### SELECTED EXTRACT
□ □ □ □ □

27 Jun 05Apple Special Event To Reveal New Music Features.


At an event scheduled for July 7th, sources indicate, Apple will announce iTunes 4.9, an entirely new lineup of iPods and the ability to play AAC-encoded music on ham sandwiches.

Apple will improve upon iTunes by adding podcasting, will upgrade the storage capacities of all iPods and, most excitingly, will do the seemingly impossible: allow music to be played on pork-based meat between two pieces of bread.

“Pork fat is highly magnetic,” an Apple engineer on the project said. “Thus it retains digital files in their purest form.”

According to our source, the AAC on ham effort is the result of a meats-as-storage-medium skunk works project in the mid-1990s during Apple’s heyday of research into pretty much anything anyone could think of no matter how high they were.

Several sources in the know indicate the guy who thought up this was extremely high.

□ □ □ □ □

### RECORDS SUPPLIED

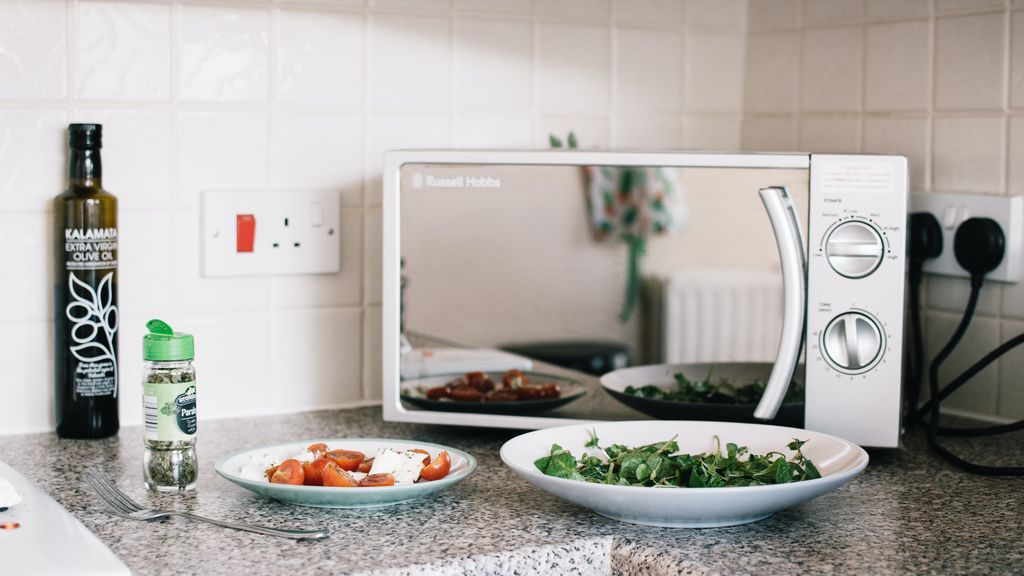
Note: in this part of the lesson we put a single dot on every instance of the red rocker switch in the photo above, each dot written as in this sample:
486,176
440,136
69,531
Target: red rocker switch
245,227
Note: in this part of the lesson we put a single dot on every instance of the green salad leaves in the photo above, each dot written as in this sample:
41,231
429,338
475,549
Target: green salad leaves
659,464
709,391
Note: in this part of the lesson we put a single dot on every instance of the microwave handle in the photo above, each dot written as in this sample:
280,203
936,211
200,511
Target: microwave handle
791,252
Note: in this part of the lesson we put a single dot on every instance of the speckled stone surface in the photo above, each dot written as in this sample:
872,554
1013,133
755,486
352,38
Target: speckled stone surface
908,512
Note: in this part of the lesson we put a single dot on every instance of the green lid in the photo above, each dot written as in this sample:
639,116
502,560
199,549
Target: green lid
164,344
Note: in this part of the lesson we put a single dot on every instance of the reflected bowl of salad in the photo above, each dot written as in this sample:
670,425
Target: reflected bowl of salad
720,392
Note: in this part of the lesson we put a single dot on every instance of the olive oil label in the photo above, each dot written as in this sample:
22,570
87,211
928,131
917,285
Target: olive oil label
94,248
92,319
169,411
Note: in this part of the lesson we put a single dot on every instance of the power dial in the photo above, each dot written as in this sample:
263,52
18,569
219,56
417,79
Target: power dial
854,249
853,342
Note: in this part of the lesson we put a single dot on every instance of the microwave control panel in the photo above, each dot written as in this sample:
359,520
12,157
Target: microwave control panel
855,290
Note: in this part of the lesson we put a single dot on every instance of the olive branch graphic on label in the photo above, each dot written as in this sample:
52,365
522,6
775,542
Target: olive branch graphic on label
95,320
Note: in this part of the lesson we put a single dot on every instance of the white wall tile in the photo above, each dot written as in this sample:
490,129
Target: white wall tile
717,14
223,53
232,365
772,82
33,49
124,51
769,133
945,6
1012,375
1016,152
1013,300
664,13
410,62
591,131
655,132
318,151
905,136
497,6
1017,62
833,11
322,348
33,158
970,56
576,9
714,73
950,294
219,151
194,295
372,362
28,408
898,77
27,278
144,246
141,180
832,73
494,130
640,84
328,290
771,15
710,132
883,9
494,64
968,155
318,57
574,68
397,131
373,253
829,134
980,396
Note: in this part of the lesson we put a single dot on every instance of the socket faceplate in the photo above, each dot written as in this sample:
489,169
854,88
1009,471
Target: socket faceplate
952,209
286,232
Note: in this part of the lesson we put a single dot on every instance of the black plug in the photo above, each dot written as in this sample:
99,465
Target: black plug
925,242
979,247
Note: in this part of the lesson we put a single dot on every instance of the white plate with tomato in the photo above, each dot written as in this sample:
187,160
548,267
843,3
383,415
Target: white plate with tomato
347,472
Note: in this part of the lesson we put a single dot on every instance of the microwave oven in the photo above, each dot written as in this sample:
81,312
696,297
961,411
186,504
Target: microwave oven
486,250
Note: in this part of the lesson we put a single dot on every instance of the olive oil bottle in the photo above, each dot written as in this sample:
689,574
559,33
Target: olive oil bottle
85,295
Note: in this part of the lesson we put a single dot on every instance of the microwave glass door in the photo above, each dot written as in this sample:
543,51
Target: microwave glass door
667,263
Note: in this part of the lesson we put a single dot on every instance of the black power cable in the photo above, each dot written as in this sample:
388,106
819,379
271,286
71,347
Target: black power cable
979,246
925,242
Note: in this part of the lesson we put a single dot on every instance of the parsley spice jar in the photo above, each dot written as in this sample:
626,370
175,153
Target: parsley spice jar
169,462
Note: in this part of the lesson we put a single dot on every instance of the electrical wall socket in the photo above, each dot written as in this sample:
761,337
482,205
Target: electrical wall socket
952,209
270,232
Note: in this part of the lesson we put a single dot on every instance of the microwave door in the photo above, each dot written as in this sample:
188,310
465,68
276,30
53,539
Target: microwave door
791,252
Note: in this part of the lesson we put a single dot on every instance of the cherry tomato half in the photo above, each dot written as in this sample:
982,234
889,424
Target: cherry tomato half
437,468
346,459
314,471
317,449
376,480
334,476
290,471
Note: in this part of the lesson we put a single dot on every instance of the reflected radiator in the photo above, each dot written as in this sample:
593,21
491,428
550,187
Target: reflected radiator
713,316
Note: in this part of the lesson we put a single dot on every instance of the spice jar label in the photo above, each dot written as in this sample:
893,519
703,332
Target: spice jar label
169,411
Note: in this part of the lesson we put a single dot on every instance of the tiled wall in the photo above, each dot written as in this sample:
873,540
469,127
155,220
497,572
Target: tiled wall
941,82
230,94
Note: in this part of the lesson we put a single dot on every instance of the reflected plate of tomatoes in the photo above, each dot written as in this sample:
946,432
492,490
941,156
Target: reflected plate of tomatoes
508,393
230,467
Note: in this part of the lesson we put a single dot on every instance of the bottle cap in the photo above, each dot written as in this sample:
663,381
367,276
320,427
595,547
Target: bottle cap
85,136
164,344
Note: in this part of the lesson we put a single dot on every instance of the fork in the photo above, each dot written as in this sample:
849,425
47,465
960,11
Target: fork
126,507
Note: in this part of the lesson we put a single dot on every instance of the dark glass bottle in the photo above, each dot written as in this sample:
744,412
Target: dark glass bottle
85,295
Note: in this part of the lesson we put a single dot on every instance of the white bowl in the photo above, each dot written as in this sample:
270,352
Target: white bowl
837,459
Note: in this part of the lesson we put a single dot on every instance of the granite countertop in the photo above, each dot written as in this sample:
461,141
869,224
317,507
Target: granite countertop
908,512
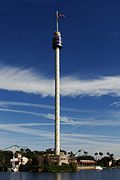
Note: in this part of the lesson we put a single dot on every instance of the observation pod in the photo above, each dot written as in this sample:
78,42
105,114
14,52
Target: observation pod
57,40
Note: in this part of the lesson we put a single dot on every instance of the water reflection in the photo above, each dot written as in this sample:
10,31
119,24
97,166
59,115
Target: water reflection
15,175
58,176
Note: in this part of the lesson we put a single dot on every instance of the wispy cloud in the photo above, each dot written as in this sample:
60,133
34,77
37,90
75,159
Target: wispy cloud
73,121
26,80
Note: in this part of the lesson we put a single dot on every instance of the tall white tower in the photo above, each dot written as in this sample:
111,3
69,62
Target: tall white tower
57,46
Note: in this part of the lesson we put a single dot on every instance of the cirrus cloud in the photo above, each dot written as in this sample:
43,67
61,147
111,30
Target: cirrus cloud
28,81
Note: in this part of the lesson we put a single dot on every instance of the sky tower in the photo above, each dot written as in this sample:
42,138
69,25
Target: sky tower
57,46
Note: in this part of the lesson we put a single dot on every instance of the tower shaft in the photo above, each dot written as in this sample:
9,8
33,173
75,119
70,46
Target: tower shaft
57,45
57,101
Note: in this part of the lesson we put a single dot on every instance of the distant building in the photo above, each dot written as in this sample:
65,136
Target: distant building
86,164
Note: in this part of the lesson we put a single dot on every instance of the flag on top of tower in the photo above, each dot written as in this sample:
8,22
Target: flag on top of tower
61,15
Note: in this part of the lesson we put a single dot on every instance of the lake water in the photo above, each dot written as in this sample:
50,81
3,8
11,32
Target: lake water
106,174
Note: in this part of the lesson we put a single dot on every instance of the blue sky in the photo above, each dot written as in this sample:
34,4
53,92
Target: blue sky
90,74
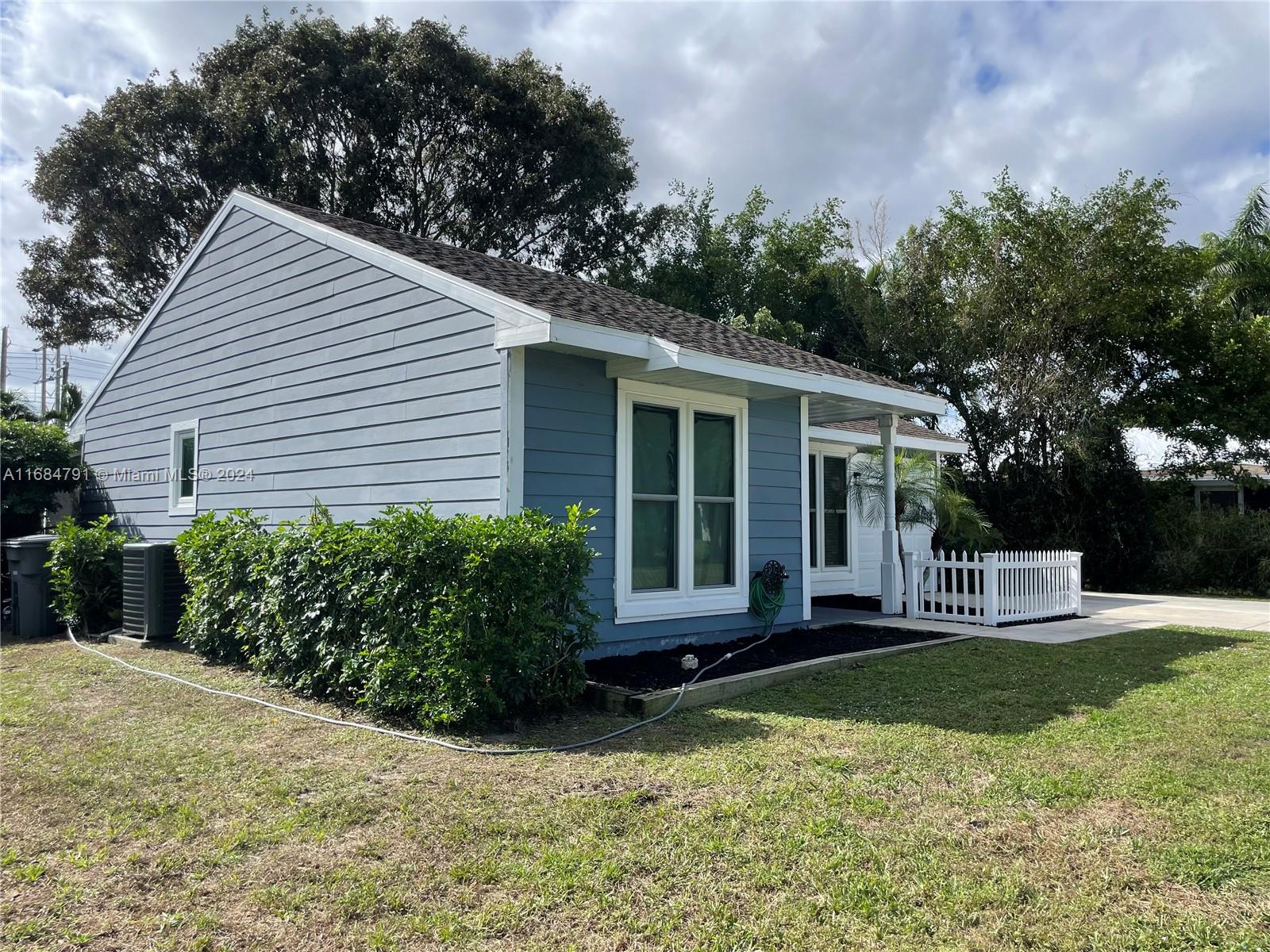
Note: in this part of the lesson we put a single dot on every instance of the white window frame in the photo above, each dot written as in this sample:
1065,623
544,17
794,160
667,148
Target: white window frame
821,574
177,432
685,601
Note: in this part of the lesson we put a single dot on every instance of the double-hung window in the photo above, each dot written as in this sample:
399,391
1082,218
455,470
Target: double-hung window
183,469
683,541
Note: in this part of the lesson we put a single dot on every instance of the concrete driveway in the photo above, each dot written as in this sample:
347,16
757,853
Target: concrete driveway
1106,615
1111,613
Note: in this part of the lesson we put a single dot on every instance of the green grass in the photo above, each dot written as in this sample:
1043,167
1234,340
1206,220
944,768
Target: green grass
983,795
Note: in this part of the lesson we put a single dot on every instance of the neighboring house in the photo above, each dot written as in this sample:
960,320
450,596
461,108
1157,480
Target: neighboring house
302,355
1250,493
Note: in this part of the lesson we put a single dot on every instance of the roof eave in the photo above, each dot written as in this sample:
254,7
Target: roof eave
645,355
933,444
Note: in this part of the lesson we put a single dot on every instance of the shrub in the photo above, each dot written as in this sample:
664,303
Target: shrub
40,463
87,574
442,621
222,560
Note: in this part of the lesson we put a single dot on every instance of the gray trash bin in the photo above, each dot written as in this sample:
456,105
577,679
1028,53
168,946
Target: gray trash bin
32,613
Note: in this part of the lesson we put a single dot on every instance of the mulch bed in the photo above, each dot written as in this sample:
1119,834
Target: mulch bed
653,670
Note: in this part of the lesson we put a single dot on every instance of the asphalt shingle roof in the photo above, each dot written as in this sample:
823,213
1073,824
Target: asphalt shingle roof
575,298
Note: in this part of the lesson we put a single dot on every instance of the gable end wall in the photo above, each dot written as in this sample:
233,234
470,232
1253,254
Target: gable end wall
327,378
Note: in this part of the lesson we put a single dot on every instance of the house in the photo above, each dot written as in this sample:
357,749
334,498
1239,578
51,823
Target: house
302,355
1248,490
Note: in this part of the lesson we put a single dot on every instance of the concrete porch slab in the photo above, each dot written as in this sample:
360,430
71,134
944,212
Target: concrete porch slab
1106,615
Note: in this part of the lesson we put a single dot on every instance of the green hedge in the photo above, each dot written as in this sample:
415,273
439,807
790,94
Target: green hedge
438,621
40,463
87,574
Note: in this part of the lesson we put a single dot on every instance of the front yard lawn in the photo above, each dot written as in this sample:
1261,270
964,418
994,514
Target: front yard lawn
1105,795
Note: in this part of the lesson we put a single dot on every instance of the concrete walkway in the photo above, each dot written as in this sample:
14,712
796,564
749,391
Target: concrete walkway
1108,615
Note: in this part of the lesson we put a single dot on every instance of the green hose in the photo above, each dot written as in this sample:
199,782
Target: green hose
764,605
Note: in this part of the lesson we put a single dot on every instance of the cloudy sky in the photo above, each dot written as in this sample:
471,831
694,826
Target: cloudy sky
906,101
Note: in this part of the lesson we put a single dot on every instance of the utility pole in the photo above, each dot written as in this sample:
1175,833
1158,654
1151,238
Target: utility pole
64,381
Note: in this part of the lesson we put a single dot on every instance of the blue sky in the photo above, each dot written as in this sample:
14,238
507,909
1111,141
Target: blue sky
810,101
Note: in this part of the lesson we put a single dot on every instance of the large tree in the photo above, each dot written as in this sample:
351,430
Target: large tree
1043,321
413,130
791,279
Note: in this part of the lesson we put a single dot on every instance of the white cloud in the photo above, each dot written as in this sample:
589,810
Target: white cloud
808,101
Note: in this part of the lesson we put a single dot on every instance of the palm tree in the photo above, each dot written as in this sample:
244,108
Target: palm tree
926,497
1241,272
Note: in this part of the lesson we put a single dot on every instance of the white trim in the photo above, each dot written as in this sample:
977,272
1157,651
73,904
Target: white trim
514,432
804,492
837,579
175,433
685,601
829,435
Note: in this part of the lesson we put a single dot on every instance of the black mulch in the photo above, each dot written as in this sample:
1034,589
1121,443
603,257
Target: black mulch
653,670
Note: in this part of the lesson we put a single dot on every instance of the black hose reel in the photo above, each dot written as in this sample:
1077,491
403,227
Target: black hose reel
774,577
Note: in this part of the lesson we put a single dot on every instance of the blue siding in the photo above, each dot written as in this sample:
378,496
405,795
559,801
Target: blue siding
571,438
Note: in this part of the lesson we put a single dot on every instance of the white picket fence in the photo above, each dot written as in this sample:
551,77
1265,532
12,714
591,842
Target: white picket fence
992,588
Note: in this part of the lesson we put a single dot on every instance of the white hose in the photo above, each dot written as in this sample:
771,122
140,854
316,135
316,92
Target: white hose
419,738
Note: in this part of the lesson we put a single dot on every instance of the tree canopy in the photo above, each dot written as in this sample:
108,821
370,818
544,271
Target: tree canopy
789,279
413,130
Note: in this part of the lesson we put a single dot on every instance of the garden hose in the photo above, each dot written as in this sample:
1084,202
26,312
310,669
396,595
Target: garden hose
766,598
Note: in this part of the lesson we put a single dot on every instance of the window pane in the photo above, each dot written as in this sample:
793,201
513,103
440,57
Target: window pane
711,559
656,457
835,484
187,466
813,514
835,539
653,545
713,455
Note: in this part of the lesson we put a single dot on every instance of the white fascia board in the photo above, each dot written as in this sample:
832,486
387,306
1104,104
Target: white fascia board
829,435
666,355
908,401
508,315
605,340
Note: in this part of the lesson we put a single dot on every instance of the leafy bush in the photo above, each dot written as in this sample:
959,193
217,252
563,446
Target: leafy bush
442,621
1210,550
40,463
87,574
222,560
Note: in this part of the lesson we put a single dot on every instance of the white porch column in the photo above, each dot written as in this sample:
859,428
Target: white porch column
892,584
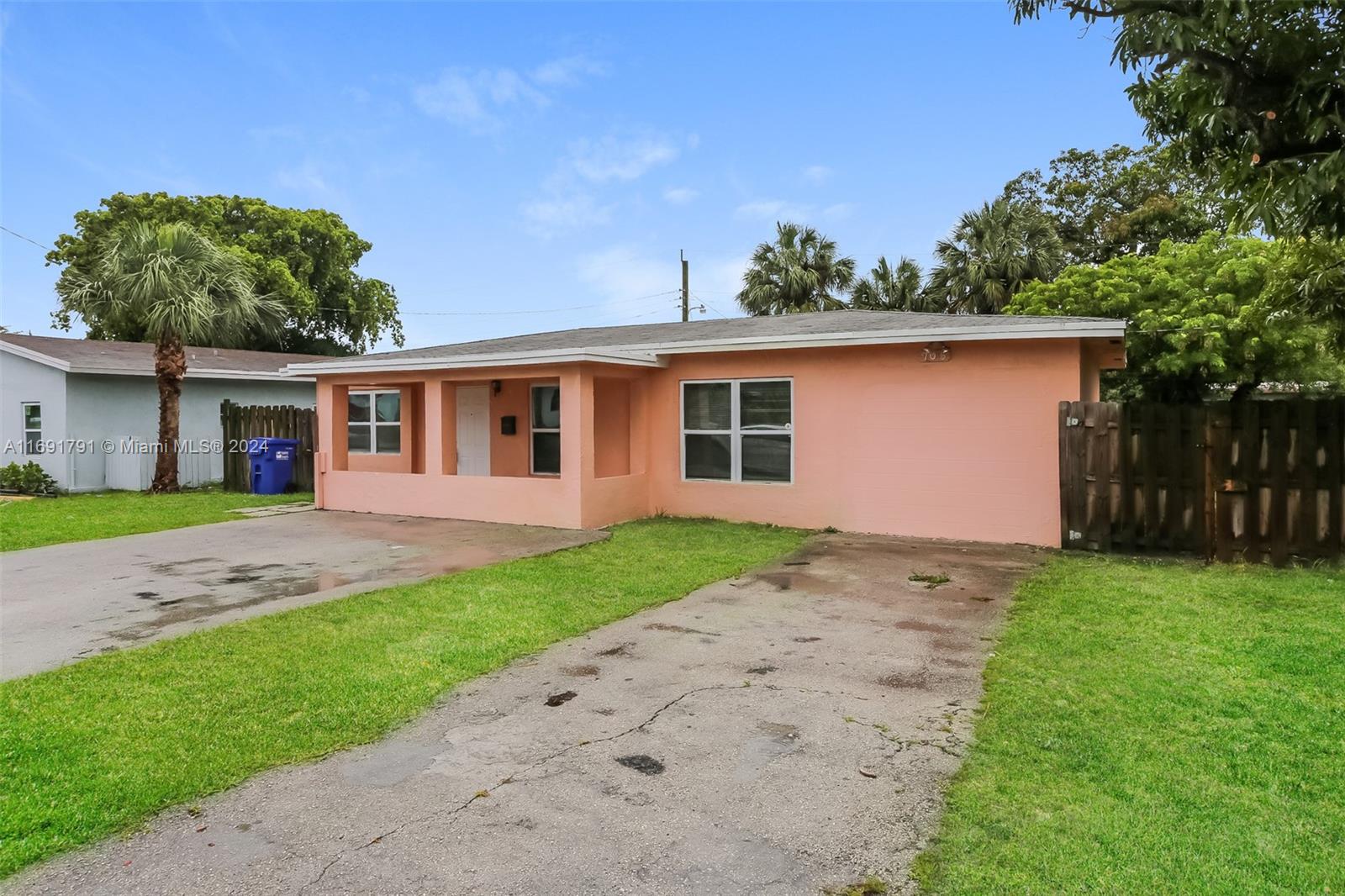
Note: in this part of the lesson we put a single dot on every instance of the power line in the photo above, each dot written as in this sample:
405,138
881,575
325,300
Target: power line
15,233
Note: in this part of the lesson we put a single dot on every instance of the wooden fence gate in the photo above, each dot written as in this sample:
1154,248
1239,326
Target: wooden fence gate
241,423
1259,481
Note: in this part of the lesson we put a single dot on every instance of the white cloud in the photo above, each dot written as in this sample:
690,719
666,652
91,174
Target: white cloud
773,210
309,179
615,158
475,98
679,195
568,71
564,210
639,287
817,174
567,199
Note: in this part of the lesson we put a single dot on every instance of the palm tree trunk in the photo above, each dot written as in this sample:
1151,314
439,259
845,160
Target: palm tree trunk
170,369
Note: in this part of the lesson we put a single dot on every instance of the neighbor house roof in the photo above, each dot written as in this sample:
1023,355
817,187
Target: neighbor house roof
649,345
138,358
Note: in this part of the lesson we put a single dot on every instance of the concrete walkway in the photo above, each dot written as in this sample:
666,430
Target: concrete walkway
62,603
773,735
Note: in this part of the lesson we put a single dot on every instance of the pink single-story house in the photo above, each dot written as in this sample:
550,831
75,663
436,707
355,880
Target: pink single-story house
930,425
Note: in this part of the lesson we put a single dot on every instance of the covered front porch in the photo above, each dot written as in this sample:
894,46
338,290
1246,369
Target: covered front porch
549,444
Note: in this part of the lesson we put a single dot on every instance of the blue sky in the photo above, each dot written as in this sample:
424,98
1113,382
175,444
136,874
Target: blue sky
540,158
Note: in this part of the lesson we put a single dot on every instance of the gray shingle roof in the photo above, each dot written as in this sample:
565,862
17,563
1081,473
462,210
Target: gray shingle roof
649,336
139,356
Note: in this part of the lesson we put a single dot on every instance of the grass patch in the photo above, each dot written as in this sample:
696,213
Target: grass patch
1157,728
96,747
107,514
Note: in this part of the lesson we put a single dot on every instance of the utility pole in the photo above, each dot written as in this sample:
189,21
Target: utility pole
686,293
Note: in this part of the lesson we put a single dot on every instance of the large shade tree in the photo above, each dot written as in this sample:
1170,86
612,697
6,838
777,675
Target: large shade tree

□ □ □ □ □

### REQUIREMENT
Write what comes next in the article about Apple's July 7th event, starting right after its last sentence.

### RESPONSE
“Black Forest ham works best,” the engineer said, “but any ham will do. Even your generic Safeway or Giant-brand hams. Ham in a white box that says ‘HAM’ on it in black letters will even work. But it has to be ham. We tried turkey, roast beef, salami… baloney… Braunschweiger…

“By the way, don’t try Braunschweiger. Ever. For any reason. Even if it points to magnetic north and you need to find your way out of a canyon filled with rabid coyotes. Better to turn and charge headfirst into the coyotes than to taste Braunschweiger.”

Reportedly, mustard, cheeses and the type of bread have no impact on the audio quality, but bread must be present for loss-less playback. With no visual interface, the functionality is similar to the iPod shuffle, but with a rainbow shine after several days of play.

Asked how Apple intends to make any money off of this discovery, the source said that the company will port the operating system powering the iPod shuffle to the ham sandwich and provide a whole series of ham sandwich peripherals, perhaps even ham sandwich socks.

Users will be free to make their own ham sandwiches, but Apple is confident that the tight integration the company will be able to make between the ham sandwich and the Macintosh will even lead to a ham halo effect, increasing the Mac’s market share.

Apple declined to comment for this story, but area residents report that representative from Carl Buddig have been seen coming and going at One Infinite Loop.

No Responses to “Apple Special Event To Reveal New Music Features.”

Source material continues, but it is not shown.